→ **ACTIVITY A**:
Decide whether each statement below agrees with the passage on Brian Savilonis's service award. Answer yes or no for each, quoting the words from the passage that settle it.
(i) The award Savilonis received was established in 2003.
(ii) Savilonis coaches only the men's cross country team.
(iii) Savilonis founded WPI's Frontiers summer enrichment program on his own.
→ **ACTIVITY B**:
Answer these questions from the passage on Brian Savilonis's service award:
(i) In what field is Savilonis a professor?
(ii) Whose memory does the award honor?
(iii) According to his citation, what did Savilonis rearrange for his athletes?
→ **ACTIVITY C**:
Extend the passage on Brian Savilonis's service award, starting after its last sentence.

→ **SELECTED PASSAGE**:
################
Brian Savilonis, professor of mechanical engineering, received the Denise Nicoletti Trustees' Award for Service to Community. Established in 2003 in memory of WPI’s first tenured female faculty member in electrical and computer engineering, it is presented to a member of the faculty or staff in recognition of passion and action in serving the needs of a community. With a passion for running and coaching, Savilonis is the longtime coach of the university's men's and women's cross country teams and also helps coach the track and field teams. His citation notes that he "created a strong community among the student athletes of these teams by encouraging the teams to support each other and other athletic teams across campus. He instilled in his athletes the importance of making a difference in their communities and then supporting their decisions to do so by rearranging practice schedules to accommodate these commitments." Savilonis helped found WPI's Frontiers summer enrichment program and also assists at Special Olympics and area high school track meets, as well as many community racing events.
################
→ **GIVEN INFORMATION**:
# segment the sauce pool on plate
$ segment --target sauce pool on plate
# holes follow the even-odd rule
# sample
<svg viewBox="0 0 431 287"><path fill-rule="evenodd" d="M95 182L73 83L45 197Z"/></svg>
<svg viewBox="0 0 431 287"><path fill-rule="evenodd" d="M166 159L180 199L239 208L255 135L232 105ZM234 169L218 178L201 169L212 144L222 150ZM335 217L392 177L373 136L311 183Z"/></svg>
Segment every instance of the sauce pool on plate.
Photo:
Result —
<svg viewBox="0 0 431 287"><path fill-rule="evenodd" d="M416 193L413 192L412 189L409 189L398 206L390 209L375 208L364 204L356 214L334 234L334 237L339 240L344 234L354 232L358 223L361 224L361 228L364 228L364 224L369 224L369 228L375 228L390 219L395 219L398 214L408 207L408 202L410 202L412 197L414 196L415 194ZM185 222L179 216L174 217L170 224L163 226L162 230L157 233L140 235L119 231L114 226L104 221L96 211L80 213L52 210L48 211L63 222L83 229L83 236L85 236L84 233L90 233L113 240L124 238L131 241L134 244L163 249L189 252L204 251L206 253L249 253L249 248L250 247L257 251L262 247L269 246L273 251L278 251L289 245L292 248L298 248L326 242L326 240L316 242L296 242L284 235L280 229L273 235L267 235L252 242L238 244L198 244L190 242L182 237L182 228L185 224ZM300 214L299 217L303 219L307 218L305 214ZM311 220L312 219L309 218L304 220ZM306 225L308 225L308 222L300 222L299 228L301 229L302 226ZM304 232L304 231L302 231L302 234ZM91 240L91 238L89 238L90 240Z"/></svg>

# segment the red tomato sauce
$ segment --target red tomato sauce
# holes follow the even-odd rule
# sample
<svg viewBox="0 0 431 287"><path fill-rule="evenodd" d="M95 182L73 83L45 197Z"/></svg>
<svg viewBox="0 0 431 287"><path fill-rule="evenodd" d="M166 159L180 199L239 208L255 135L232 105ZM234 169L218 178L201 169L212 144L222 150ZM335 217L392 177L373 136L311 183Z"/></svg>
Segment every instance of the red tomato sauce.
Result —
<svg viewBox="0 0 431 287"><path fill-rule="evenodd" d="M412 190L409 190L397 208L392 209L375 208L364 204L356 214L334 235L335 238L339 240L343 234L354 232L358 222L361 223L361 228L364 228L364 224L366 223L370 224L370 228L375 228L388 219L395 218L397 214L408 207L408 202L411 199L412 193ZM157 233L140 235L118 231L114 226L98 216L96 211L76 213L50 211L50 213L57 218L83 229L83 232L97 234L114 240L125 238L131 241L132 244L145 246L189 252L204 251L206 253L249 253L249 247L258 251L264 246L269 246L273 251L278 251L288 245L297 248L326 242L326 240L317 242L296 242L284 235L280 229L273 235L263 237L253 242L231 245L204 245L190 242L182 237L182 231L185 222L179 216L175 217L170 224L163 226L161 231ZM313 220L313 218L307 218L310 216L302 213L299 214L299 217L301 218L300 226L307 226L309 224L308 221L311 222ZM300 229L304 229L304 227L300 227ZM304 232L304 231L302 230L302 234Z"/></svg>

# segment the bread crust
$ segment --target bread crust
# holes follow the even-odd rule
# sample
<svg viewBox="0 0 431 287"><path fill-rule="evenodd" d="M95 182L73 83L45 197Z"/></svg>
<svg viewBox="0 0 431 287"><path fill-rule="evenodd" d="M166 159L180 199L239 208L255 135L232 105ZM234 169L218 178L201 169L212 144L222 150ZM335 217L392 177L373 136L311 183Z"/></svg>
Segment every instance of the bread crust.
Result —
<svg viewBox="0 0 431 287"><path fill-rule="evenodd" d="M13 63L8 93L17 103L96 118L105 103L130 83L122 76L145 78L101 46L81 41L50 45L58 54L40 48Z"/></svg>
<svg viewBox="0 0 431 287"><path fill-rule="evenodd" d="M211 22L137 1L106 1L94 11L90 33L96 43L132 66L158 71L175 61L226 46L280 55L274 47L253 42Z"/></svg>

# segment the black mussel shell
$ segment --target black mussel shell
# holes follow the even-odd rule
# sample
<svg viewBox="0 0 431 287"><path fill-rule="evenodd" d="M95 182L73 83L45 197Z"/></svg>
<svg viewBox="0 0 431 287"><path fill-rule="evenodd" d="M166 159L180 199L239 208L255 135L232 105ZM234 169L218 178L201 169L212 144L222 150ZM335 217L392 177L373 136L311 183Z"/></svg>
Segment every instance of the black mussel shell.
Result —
################
→ **ANSWER AREA A**:
(i) Yes: "Established in 2003"
(ii) No: "longtime coach of the university's men's and women's cross country teams"
(iii) No: "Savilonis helped found WPI's Frontiers summer enrichment program"

→ **ANSWER AREA B**:
(i) Mechanical engineering
(ii) WPI's first tenured female faculty member in electrical and computer engineering
(iii) Practice schedules

→ **ANSWER AREA C**:
Dirk Albrecht, assistant professor of biomedical engineering, received the Romeo L. Moruzzi Young Faculty Award. Presented in memory of a longtime faculty member in electrical and computer engineering, the award recognizes innovation in undergraduate education. He was honored "for his innovative efforts to enhance student engagement through hands-on learning in a large enrollment bioinstrumentation course," his citation said. Recasting a challenging course typically taken by sophomores, Albrecht developed lab assignments that students compete on their own using inexpensive Arduino kits. Students apply the principles, theory, and equations presented in class to assemble their own electrocardiograph (ECG) instrument from scratch and then test them by measuring their own heart signals. "Professor Albrecht’s ambitious and bold course redesign demonstrates that significant hands-on learning experiences are feasible in large undergraduate classes and have substantial benefits for students," his citation noted.
Brittany Neumann, a graduate student in chemistry and biochemistry, received the Teaching Assistant of the Year Award, which recognizes the contributions graduate students make to the quality and success of WPI’s undergraduate curriculum. Neumann was honored for her exemplary support of the course Experimental Chemistry over several years. She was the only teaching assistant who learned the course material from Professor Robert Connors, who passed away in 2015. Her knowledge of the laboratory experiments and course software enabled the course to continue and students to have a meaningful learning experience while the course was reworked. "She performed her duties with sensitivity, resolve, and maturity, and never once considered how the extra demands on her time would inhibit her own studies or slow down her own research," her citation noted.